■ ACTION ITEM
Filter these entries, keeping only lines that hold the word "hand".

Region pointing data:
● ● ● ● ● ● ●
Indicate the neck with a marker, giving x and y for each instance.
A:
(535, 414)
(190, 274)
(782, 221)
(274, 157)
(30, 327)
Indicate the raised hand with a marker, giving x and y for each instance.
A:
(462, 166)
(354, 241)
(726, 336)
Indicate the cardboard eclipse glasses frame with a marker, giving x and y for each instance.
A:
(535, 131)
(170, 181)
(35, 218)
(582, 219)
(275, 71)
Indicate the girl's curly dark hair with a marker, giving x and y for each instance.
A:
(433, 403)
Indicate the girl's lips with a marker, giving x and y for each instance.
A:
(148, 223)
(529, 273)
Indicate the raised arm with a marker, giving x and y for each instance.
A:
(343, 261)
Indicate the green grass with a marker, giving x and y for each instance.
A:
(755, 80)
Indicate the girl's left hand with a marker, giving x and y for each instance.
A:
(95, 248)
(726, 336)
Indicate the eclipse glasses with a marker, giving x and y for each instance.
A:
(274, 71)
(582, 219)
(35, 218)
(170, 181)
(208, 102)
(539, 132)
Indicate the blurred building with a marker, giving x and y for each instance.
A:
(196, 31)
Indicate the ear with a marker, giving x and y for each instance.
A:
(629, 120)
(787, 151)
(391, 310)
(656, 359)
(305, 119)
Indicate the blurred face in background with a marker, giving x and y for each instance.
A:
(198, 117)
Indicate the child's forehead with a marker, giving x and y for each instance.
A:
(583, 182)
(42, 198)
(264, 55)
● ● ● ● ● ● ●
■ PROBLEM SOLUTION
Indicate the raised hand with a marker, giving x and y for each instance.
Indicate the girl's left hand with a marker, giving x and y for each instance.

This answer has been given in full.